▶ **Written task**: Please revise the part of the material that opens with its first line and closes with the line containing "<point>559,187</point>", both ends included. Write those lines out again with "Found at" changed to "Located at" and nothing else altered.

>> begin Given records

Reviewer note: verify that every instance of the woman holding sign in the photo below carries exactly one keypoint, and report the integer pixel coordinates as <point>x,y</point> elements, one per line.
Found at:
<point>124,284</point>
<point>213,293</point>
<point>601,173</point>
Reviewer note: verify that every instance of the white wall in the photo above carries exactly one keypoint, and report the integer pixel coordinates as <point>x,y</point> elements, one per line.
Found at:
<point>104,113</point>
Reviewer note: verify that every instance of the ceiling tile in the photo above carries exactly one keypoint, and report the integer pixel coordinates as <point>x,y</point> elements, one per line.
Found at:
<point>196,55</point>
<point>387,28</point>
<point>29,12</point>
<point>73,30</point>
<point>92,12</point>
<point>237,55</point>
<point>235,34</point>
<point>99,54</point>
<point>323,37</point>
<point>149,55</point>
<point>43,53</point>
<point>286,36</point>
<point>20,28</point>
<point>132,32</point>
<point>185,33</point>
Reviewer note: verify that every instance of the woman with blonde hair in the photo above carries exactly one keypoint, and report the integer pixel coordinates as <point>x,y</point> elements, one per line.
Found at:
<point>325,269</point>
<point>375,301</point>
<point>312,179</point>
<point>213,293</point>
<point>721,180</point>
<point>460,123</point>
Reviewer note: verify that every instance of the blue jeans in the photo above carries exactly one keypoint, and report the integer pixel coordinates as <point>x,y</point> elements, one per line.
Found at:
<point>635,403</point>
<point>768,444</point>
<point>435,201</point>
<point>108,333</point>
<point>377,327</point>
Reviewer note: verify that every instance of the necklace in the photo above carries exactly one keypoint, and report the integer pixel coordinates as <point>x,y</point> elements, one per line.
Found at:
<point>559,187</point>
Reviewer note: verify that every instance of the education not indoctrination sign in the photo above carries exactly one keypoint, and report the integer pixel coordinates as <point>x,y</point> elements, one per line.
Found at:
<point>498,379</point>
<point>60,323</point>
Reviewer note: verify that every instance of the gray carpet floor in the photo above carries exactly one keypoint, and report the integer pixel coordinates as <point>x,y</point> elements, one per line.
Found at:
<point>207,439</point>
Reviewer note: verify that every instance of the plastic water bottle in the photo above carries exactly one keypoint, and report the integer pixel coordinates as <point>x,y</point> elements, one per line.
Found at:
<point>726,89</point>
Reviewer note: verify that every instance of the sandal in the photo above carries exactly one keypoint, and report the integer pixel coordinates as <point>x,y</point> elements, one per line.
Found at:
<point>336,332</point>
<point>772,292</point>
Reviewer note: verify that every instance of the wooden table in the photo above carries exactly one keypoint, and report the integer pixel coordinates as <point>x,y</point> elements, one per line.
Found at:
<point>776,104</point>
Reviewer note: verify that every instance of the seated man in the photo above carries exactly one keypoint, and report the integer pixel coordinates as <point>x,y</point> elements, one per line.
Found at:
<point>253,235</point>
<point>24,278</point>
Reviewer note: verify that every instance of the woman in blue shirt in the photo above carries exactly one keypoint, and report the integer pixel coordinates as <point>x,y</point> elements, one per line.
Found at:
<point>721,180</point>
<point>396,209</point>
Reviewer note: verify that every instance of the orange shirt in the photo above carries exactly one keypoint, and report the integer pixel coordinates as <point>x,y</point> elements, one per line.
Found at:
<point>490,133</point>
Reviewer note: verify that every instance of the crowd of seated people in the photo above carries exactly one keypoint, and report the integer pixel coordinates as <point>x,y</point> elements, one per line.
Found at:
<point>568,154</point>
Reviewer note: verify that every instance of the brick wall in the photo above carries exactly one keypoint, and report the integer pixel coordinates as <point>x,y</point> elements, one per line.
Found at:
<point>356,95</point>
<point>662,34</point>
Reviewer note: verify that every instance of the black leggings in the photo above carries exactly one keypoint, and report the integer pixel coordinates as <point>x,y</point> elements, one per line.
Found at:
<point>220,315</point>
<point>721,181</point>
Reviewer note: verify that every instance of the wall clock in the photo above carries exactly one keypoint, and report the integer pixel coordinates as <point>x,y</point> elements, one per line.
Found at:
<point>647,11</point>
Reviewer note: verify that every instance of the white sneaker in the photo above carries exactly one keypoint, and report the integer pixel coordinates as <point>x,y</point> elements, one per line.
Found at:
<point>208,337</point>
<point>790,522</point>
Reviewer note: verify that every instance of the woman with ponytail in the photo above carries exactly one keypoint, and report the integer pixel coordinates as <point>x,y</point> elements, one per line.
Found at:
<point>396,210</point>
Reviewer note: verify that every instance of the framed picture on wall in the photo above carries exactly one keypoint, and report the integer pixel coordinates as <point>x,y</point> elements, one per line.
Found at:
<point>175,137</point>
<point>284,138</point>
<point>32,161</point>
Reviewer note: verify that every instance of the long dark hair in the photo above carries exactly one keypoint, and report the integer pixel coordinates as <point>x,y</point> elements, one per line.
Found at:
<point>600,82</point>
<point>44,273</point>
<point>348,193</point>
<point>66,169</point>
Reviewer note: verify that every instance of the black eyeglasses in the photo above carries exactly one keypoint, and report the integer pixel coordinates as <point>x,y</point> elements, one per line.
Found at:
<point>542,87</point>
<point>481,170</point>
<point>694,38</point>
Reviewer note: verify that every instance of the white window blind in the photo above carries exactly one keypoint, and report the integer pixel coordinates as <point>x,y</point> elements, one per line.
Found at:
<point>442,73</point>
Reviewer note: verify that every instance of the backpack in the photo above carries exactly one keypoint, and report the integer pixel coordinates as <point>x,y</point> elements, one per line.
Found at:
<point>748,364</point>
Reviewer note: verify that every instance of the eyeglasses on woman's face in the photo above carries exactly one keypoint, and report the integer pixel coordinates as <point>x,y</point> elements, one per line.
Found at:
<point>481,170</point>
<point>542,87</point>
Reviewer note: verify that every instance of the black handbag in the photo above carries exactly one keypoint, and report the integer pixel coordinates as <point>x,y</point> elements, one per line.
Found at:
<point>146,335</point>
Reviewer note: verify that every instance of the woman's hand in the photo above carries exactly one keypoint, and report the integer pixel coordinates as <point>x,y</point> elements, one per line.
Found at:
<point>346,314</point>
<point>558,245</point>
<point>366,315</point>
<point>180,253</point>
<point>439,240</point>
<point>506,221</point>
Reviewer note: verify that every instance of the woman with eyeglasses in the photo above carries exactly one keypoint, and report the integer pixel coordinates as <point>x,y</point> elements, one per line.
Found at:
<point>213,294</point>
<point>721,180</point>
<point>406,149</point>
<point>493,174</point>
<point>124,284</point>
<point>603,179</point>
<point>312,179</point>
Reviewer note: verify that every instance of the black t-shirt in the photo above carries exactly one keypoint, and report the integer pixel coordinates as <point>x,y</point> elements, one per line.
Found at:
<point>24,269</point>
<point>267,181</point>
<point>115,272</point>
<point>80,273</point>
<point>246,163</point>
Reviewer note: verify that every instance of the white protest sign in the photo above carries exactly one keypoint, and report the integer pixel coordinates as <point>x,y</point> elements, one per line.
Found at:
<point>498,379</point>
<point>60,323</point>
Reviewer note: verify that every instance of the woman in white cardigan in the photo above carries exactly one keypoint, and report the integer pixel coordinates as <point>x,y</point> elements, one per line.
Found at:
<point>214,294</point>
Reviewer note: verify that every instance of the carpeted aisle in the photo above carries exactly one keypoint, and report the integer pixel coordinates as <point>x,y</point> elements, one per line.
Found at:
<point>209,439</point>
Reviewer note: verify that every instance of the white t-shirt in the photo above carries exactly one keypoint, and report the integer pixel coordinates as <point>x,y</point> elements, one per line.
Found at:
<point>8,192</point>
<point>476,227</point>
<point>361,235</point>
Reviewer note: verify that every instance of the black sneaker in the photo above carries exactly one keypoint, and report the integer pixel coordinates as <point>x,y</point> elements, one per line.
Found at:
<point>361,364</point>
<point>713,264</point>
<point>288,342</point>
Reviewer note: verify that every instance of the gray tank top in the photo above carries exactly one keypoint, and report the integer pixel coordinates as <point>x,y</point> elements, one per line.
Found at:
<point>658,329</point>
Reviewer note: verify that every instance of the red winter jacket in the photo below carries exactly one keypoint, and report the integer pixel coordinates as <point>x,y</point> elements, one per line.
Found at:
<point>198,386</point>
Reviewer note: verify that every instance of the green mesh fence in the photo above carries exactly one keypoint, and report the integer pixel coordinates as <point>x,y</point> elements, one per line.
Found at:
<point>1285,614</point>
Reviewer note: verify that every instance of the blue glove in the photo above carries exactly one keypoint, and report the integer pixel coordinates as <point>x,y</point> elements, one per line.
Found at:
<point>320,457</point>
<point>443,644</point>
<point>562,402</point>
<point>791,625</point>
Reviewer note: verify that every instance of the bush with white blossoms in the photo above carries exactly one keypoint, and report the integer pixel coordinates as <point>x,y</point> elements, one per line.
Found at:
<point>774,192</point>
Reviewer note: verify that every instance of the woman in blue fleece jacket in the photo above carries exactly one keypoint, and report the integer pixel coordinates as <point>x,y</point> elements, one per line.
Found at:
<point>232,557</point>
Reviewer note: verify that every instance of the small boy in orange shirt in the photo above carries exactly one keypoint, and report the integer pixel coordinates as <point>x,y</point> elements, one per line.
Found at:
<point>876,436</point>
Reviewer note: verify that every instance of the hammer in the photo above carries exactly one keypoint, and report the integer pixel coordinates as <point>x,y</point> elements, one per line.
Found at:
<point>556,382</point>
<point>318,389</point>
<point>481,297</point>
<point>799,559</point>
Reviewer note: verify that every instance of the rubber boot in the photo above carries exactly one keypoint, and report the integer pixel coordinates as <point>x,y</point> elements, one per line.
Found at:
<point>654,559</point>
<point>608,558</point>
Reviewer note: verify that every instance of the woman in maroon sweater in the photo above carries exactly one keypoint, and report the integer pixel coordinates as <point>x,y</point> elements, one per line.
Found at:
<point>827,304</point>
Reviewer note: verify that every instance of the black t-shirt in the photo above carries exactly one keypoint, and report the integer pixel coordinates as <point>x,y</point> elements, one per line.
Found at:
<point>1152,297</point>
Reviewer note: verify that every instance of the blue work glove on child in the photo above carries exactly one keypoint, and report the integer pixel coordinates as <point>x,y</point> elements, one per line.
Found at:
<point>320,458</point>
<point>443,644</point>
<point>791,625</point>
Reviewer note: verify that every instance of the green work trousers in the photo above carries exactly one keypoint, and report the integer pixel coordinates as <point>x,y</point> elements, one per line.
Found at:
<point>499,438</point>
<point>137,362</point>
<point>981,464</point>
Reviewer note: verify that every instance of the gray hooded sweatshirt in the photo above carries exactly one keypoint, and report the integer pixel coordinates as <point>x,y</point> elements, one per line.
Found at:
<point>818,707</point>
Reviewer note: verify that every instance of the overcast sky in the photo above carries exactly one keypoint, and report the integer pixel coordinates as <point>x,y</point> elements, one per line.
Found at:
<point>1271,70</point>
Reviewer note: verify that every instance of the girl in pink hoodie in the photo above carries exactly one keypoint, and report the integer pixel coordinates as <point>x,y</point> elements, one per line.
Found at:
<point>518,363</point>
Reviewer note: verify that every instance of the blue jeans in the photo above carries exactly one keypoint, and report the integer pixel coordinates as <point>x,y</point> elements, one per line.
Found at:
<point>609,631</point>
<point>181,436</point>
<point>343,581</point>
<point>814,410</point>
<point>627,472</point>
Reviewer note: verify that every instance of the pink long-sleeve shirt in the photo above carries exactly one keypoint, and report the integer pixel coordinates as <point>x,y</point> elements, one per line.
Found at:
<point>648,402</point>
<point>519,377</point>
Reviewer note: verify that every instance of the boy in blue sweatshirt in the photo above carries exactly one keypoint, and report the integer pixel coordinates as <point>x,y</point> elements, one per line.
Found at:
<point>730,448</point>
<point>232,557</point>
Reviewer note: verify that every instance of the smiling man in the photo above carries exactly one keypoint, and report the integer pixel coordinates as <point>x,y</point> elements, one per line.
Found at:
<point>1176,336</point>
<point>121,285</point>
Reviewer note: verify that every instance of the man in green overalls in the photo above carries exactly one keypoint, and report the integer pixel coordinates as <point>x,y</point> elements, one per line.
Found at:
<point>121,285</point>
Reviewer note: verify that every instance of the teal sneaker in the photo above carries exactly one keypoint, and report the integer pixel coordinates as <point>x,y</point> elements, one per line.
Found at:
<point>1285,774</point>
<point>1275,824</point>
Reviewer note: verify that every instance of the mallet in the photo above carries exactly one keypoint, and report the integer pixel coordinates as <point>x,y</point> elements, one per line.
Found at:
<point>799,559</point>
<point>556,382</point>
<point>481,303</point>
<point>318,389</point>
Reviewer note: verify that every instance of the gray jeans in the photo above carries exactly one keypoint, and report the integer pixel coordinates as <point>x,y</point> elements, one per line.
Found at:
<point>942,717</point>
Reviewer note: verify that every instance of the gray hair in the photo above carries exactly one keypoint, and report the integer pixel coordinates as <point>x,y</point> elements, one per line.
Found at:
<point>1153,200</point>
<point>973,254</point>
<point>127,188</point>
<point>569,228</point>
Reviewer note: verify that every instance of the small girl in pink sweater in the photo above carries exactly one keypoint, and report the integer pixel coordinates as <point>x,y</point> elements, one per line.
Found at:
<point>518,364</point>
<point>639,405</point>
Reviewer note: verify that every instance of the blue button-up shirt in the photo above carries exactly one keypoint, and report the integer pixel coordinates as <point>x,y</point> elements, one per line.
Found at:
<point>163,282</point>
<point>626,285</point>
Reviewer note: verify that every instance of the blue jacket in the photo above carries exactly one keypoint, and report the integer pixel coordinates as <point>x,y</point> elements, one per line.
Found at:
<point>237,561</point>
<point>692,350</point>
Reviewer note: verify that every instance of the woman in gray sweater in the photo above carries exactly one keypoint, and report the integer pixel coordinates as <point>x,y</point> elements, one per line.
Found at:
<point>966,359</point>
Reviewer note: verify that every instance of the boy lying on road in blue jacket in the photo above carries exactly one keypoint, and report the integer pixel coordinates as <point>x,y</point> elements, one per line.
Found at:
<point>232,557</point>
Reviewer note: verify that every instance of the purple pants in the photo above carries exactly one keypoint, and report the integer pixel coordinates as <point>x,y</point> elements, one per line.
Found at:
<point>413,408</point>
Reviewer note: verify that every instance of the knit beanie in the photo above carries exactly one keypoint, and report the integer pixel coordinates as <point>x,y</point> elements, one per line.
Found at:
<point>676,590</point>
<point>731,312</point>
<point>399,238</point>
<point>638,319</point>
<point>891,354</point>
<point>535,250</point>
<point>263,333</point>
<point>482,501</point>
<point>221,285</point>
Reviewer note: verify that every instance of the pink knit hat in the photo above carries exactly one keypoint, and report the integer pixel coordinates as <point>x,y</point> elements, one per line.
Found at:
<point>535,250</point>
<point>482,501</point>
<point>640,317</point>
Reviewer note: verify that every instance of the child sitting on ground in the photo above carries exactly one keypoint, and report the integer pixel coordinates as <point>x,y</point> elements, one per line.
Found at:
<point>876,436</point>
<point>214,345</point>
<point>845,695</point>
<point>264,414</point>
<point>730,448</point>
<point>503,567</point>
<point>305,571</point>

>> end Given records

▶ **Problem solution**:
Reviewer note: verify that every instance of the woman holding sign in the photo below carries exactly one keypoint, and report the integer pixel coordinates as <point>x,y</point> elements, one per line.
Located at:
<point>124,284</point>
<point>213,293</point>
<point>601,173</point>
Reviewer note: verify that every instance of the white wall in the photo above carries exactly one keypoint, and report the integer pixel coordinates as <point>x,y</point> elements, one per line.
Located at:
<point>104,113</point>
Reviewer note: verify that every instance of the ceiling tile in the photo above carries exactly one keypoint, and report the integer pixel coordinates as <point>x,y</point> elements, one per line.
Located at:
<point>196,55</point>
<point>387,28</point>
<point>29,12</point>
<point>73,30</point>
<point>92,12</point>
<point>237,55</point>
<point>235,34</point>
<point>99,54</point>
<point>323,37</point>
<point>149,55</point>
<point>43,53</point>
<point>286,36</point>
<point>20,28</point>
<point>132,32</point>
<point>185,33</point>
Reviewer note: verify that every instance of the woman with blonde hair in the photo above carries exactly one keypoint, and report the integer pixel coordinates as <point>x,y</point> elements, one per line.
Located at:
<point>325,269</point>
<point>375,301</point>
<point>312,179</point>
<point>213,293</point>
<point>721,180</point>
<point>460,123</point>
Reviewer note: verify that every instance of the blue jeans in the photo above carries exactly one keypoint, and report the integer pixel coordinates as <point>x,y</point> elements, one per line.
Located at:
<point>635,403</point>
<point>768,444</point>
<point>435,201</point>
<point>108,333</point>
<point>377,327</point>
Reviewer note: verify that every instance of the necklace in the photo above carries exactly one keypoint, and report the integer pixel coordinates as <point>x,y</point> elements, one per line.
Located at:
<point>559,187</point>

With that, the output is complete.